┌─ Data extracts

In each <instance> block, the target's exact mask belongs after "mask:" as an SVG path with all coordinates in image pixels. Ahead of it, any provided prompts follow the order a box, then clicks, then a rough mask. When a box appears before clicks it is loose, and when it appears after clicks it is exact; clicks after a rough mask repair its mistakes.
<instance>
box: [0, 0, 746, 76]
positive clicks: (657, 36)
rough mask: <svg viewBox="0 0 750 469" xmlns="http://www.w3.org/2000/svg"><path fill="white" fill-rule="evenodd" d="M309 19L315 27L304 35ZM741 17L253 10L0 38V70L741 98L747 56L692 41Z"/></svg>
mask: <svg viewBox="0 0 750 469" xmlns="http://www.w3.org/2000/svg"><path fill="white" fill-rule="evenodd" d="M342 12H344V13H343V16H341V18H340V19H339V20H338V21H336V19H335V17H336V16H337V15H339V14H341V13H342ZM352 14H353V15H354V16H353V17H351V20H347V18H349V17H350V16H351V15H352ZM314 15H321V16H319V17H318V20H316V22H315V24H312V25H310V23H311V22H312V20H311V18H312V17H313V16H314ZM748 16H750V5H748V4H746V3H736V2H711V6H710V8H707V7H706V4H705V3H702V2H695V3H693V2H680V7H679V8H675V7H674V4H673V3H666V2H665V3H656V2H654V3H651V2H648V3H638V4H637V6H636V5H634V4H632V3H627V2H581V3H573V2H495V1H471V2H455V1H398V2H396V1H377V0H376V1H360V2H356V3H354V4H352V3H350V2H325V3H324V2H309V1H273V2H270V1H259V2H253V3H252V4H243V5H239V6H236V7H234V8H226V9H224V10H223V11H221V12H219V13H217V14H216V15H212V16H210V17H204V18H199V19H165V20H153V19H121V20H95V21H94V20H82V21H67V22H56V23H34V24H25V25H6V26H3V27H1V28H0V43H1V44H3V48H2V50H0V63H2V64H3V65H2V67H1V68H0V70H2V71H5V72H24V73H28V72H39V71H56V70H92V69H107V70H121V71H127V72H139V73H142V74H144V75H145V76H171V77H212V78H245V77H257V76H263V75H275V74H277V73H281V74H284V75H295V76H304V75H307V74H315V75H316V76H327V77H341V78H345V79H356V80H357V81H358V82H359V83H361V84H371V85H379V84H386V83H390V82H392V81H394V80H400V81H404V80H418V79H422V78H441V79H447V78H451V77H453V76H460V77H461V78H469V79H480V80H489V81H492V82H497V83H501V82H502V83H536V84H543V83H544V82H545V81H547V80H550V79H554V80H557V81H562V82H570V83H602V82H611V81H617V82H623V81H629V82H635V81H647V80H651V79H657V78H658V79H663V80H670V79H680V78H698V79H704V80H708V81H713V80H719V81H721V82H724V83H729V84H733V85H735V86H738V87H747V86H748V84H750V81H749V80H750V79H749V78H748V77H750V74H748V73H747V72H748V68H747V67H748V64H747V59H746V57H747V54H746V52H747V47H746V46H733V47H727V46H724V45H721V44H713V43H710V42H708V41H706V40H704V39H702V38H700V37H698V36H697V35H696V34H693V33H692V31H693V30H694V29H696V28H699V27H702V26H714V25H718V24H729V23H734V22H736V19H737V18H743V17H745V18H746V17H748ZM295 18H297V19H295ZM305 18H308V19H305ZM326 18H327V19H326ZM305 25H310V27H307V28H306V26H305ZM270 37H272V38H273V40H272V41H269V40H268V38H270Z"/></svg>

└─

To do — Give the entries again exactly as they stand.

Answer below —
In each <instance> block, the target's exact mask belongs after "mask:" as an SVG path with all coordinates in image pixels. Ahead of it, any provided prompts follow the order a box, then clicks, then a rough mask. When a box appears before clicks it is loose, and when it appears after clicks it is exact; clicks after a rough mask repair its mistakes.
<instance>
box: [0, 0, 746, 76]
positive clicks: (657, 36)
rough mask: <svg viewBox="0 0 750 469" xmlns="http://www.w3.org/2000/svg"><path fill="white" fill-rule="evenodd" d="M309 19L315 27L304 35ZM741 17L253 10L0 38V70L741 98L747 56L692 41Z"/></svg>
mask: <svg viewBox="0 0 750 469" xmlns="http://www.w3.org/2000/svg"><path fill="white" fill-rule="evenodd" d="M342 12H344V13H343V16H341V18H340V19H339V20H338V21H336V19H335V17H336V16H337V15H339V14H341V13H342ZM352 14H353V15H354V16H353V17H351V20H347V18H349V17H350V16H351V15H352ZM314 15H321V16H319V17H318V20H316V22H315V24H312V25H310V23H311V22H312V20H311V18H312V17H313V16H314ZM748 16H750V5H748V4H746V3H736V2H711V6H710V8H707V7H706V4H705V3H702V2H695V3H693V2H680V7H679V8H675V7H674V4H673V3H666V2H665V3H656V2H654V3H651V2H648V3H638V4H637V6H636V5H634V4H632V3H627V2H581V3H573V2H495V1H471V2H455V1H398V2H396V1H377V0H376V1H360V2H356V3H354V4H352V3H350V2H325V3H324V2H309V1H273V2H270V1H259V2H253V3H252V4H243V5H239V6H236V7H234V8H226V9H224V10H223V11H221V12H219V13H217V14H216V15H212V16H210V17H204V18H199V19H165V20H153V19H121V20H95V21H94V20H82V21H67V22H56V23H34V24H25V25H6V26H3V27H1V28H0V43H1V44H3V48H2V50H0V63H2V64H3V65H2V67H1V68H0V70H2V71H5V72H24V73H28V72H39V71H56V70H92V69H107V70H121V71H127V72H139V73H142V74H144V75H145V76H171V77H212V78H245V77H257V76H263V75H275V74H277V73H281V74H284V75H295V76H304V75H307V74H315V75H316V76H327V77H341V78H345V79H356V80H357V81H358V82H359V83H361V84H371V85H379V84H386V83H390V82H392V81H394V80H400V81H404V80H418V79H422V78H441V79H447V78H451V77H453V76H460V77H461V78H469V79H480V80H489V81H492V82H497V83H501V82H502V83H536V84H543V83H544V82H545V81H547V80H550V79H554V80H557V81H562V82H570V83H602V82H611V81H617V82H623V81H629V82H635V81H647V80H651V79H657V78H658V79H663V80H670V79H680V78H698V79H704V80H708V81H713V80H719V81H721V82H724V83H729V84H733V85H735V86H738V87H747V86H748V84H750V81H749V80H750V79H749V78H748V77H750V74H748V73H747V72H748V68H747V67H748V64H747V59H746V57H747V54H746V52H747V47H746V46H733V47H727V46H724V45H721V44H713V43H710V42H708V41H706V40H704V39H702V38H700V37H698V36H697V35H696V34H693V33H692V31H693V30H694V29H696V28H699V27H702V26H714V25H718V24H729V23H734V22H736V19H737V18H743V17H745V18H746V17H748ZM295 18H297V19H295ZM305 18H308V19H305ZM326 18H327V19H326ZM305 25H310V27H307V28H306V26H305ZM270 37H272V38H273V40H272V41H269V40H268V38H270Z"/></svg>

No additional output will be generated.